#### TASK INSTRUCTIONS
Rewrite the material from the line containing "to detect ground." through the end of the material, both ends included, keeping the requests as they are and increasing every box coordinate in the answers by 147.

#### PROVIDED INFORMATION
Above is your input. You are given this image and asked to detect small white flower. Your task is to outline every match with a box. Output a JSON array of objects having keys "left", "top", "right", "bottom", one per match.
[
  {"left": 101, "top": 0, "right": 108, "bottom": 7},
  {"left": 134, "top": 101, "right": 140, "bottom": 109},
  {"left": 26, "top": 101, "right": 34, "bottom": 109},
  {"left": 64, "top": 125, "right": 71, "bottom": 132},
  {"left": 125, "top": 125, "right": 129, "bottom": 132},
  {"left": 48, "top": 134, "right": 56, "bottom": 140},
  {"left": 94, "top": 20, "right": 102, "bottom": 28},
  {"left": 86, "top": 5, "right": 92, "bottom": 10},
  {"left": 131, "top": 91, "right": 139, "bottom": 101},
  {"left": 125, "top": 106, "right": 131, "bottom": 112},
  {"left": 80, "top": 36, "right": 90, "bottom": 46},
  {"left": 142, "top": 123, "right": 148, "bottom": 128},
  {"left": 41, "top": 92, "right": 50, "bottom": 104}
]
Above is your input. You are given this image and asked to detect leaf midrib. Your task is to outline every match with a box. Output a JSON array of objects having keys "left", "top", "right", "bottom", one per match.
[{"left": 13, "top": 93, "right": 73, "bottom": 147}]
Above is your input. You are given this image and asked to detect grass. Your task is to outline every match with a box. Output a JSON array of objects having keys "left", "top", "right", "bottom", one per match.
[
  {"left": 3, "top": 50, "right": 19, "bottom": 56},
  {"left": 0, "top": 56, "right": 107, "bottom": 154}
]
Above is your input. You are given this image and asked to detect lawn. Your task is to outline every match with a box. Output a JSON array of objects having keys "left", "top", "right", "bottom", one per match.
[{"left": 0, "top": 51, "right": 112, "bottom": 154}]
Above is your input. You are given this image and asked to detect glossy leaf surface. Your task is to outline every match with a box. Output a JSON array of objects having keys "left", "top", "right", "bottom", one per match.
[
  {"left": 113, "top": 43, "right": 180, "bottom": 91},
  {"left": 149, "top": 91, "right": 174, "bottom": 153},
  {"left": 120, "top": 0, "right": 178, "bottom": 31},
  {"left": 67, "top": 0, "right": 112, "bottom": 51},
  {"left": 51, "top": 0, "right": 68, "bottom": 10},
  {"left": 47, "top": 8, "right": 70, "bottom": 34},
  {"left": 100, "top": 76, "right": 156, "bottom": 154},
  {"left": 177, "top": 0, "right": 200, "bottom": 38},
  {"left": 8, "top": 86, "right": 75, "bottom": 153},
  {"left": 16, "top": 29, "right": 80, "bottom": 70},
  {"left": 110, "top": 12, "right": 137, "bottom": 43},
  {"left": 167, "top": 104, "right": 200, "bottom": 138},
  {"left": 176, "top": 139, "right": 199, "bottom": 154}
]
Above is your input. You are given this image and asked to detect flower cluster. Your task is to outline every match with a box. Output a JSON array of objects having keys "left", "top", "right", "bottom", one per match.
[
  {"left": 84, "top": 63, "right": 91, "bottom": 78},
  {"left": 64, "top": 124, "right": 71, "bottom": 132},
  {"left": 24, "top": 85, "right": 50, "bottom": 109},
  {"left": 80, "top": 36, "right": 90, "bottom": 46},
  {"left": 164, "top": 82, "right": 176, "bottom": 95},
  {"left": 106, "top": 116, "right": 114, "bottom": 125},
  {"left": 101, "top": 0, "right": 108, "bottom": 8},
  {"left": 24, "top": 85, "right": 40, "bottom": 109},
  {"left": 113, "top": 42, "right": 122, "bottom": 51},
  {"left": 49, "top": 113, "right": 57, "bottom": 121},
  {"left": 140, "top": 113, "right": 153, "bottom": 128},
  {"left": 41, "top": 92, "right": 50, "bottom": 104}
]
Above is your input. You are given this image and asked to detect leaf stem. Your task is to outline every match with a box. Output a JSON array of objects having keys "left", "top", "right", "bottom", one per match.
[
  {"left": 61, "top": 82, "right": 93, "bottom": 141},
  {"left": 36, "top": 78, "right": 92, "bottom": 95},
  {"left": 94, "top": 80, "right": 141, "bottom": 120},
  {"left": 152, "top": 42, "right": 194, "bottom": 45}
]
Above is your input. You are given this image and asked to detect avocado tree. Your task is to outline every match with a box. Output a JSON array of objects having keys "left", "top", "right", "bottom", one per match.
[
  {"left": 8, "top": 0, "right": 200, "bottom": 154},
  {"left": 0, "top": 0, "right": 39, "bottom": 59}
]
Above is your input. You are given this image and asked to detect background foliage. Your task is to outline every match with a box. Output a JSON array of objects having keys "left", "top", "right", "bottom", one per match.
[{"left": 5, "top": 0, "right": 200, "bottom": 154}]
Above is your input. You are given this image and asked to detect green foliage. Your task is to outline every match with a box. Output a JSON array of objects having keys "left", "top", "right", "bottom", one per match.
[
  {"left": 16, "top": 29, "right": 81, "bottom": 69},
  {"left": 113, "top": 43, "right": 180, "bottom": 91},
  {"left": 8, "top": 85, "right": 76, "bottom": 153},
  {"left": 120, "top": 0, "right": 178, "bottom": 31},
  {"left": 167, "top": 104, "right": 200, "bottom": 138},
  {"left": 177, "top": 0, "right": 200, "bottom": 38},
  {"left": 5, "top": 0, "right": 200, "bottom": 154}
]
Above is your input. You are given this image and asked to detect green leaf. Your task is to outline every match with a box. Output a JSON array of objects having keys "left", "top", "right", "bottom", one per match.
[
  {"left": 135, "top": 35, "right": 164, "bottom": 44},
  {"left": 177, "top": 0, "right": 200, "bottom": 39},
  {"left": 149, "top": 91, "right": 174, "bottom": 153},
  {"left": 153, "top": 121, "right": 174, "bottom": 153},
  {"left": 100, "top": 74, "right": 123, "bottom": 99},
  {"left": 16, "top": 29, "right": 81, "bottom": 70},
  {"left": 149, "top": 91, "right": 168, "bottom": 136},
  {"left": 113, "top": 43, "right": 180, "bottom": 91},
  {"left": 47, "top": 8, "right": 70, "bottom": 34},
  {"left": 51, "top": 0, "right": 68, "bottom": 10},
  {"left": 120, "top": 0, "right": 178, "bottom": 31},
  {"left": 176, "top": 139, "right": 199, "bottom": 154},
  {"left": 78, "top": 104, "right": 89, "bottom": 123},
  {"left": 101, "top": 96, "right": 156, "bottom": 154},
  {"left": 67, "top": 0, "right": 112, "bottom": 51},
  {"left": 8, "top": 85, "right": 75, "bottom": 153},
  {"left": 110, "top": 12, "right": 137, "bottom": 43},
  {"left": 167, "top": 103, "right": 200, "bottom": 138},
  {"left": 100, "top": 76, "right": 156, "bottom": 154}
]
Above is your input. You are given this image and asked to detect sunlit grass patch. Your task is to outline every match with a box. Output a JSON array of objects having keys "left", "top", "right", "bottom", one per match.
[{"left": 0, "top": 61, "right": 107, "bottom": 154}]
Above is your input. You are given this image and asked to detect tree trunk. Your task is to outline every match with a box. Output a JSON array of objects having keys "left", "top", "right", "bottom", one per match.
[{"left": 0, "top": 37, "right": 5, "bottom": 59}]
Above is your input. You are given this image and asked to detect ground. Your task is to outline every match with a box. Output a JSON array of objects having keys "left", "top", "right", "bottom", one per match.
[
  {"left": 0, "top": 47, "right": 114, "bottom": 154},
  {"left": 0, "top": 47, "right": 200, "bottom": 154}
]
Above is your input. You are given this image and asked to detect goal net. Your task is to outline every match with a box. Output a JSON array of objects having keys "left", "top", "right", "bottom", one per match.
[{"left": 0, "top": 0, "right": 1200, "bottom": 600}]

#### SOLUTION TO THIS EXERCISE
Above is your input. You are given this image and asked to detect ground. Your task is to outline every match with a box. Output a JSON array of objects having keys "left", "top", "right", "bottom", one per match.
[
  {"left": 147, "top": 194, "right": 261, "bottom": 301},
  {"left": 147, "top": 194, "right": 347, "bottom": 301}
]
Above is your input. You are given this image and asked to detect goal net. Your task is to outline every match with a box. Output a JSON array of objects having keys "left", "top", "right", "bottom", one per match.
[{"left": 147, "top": 147, "right": 1347, "bottom": 747}]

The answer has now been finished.